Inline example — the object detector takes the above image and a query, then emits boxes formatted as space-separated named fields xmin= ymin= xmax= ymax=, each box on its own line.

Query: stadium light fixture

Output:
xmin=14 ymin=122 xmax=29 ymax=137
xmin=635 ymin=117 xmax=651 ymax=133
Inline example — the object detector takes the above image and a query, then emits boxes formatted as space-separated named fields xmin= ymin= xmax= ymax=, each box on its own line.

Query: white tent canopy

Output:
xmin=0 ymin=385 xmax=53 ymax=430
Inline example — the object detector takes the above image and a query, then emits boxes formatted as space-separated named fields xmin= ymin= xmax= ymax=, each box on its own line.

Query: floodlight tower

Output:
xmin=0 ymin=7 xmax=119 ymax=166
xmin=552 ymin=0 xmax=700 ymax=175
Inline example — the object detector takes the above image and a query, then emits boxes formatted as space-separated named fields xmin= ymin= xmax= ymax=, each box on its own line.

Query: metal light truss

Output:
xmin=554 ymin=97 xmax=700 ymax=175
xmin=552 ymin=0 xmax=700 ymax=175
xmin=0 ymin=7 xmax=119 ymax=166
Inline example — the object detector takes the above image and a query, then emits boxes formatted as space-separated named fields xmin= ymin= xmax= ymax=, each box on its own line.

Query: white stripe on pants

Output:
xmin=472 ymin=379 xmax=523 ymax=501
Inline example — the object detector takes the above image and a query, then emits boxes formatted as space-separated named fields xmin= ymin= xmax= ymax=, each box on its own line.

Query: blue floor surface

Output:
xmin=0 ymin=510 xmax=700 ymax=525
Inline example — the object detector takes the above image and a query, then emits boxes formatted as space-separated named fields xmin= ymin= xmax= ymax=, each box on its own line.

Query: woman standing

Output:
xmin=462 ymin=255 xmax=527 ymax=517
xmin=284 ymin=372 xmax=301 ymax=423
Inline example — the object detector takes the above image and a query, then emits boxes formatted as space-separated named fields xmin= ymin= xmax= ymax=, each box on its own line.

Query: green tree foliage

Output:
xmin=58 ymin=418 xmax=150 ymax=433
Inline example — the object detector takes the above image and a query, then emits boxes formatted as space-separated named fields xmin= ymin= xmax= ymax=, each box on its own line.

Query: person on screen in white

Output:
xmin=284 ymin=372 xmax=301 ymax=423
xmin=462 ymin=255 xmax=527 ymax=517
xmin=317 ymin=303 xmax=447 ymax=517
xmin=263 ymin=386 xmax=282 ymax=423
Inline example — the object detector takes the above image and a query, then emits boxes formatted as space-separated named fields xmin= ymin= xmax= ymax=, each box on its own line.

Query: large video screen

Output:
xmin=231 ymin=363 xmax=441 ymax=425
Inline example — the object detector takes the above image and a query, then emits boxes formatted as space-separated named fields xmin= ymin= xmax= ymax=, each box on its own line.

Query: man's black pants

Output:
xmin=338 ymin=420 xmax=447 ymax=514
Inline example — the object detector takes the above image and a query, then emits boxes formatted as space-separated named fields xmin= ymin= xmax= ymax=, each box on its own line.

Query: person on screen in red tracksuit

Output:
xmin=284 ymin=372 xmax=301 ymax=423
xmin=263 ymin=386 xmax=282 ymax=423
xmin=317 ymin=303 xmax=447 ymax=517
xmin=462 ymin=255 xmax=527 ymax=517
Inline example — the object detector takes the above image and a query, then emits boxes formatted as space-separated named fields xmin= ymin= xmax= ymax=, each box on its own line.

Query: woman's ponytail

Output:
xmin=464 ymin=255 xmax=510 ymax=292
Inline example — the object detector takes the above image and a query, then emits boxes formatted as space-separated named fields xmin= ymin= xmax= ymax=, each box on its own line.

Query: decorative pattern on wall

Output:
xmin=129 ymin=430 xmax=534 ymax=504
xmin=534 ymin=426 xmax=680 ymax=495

+ + + + +

_SET EXERCISE:_
Copy out all the rows above, swapping "object detector" for "box finder" everywhere it occurs and leaving every other character as it is.

_SOLUTION FOR THIS EXERCISE:_
Inline example — the box finder takes the above image and a query, then emits boxes formatted as space-separated named fields xmin= ymin= xmax= ymax=, each box on its own line.

Query: stadium light fixture

Output:
xmin=14 ymin=122 xmax=29 ymax=137
xmin=635 ymin=117 xmax=651 ymax=133
Inline example — the box finder takes the above image and a query, then emits boxes formatted as space-separated named fields xmin= ymin= xmax= ymax=, each box on its own line.

Query: white tent canopy

Output:
xmin=0 ymin=385 xmax=53 ymax=430
Inline example — the box finder takes the above image and a query, then emits boxes formatted as space-separated named fields xmin= ymin= xmax= ymax=, each box on its own line.

Query: floodlight tower

Output:
xmin=0 ymin=7 xmax=119 ymax=166
xmin=552 ymin=0 xmax=700 ymax=175
Inline example — the box finder takes the above image and a query, then emits boxes formatted as space-separated named fields xmin= ymin= xmax= ymax=, each box on its own line.

Query: metal light truss

Output:
xmin=554 ymin=97 xmax=700 ymax=175
xmin=552 ymin=0 xmax=700 ymax=175
xmin=0 ymin=7 xmax=119 ymax=166
Inline example — the box finder takes the above image and a query, then emits boxes formatted as space-separated named fields xmin= ymin= xmax= ymax=, each box on its own line.

Query: white stripe on pants

Output:
xmin=472 ymin=379 xmax=523 ymax=501
Inline example — the box finder takes the above image and a query, then emits boxes formatted as space-separated named fields xmin= ymin= xmax= ymax=, each box on its own line.

Query: blue floor surface

Output:
xmin=0 ymin=510 xmax=700 ymax=525
Inline example — the box finder takes the above image and a query, then emits boxes formatted as space-separated named fields xmin= ymin= xmax= ymax=, each box on its own line.

Query: woman standing

Output:
xmin=462 ymin=255 xmax=527 ymax=517
xmin=284 ymin=372 xmax=301 ymax=423
Inline example — the box finder takes the above image and a query, then emits boxes formatted as space-separated named fields xmin= ymin= xmax= ymax=, each box on its own line.

Query: green tree foliage

Output:
xmin=58 ymin=418 xmax=150 ymax=433
Inline example — the box finder takes the above image and a query, then emits boxes formatted as space-separated named fields xmin= ymin= xmax= ymax=, each box on its own line.

Query: person on screen in white

Output:
xmin=284 ymin=372 xmax=301 ymax=423
xmin=462 ymin=255 xmax=527 ymax=517
xmin=317 ymin=303 xmax=447 ymax=517
xmin=263 ymin=386 xmax=282 ymax=423
Inline example — the box finder takes the above image and a query, then emits boxes formatted as space-separated named fields xmin= ymin= xmax= ymax=, each box on its own line.

Query: large video screen

Output:
xmin=231 ymin=363 xmax=441 ymax=425
Inline example — the box finder takes the above image and a query, then emits boxes formatted as space-separated named fields xmin= ymin= xmax= ymax=, each box on its own line.

Query: man's black pants

Output:
xmin=338 ymin=420 xmax=447 ymax=514
Inline example — the box finder takes the above image and a query, then emits boxes formatted as space-separated named fields xmin= ymin= xmax= ymax=, each box on its own line.

Query: person on screen in red tracksuit

Output:
xmin=284 ymin=372 xmax=301 ymax=423
xmin=263 ymin=386 xmax=282 ymax=423
xmin=317 ymin=303 xmax=447 ymax=517
xmin=462 ymin=255 xmax=527 ymax=517
Inline example — the box finder takes the above image and a query, then emits boxes formatted as space-separated named fields xmin= ymin= xmax= ymax=, each box on its own line.

Query: woman's ponytail

Output:
xmin=464 ymin=255 xmax=510 ymax=292
Inline example — the box finder takes the above image and a query, then emits boxes formatted as space-separated named fields xmin= ymin= xmax= ymax=, each box on its own line.

Query: decorative pattern on wall

Output:
xmin=129 ymin=430 xmax=534 ymax=504
xmin=534 ymin=426 xmax=680 ymax=495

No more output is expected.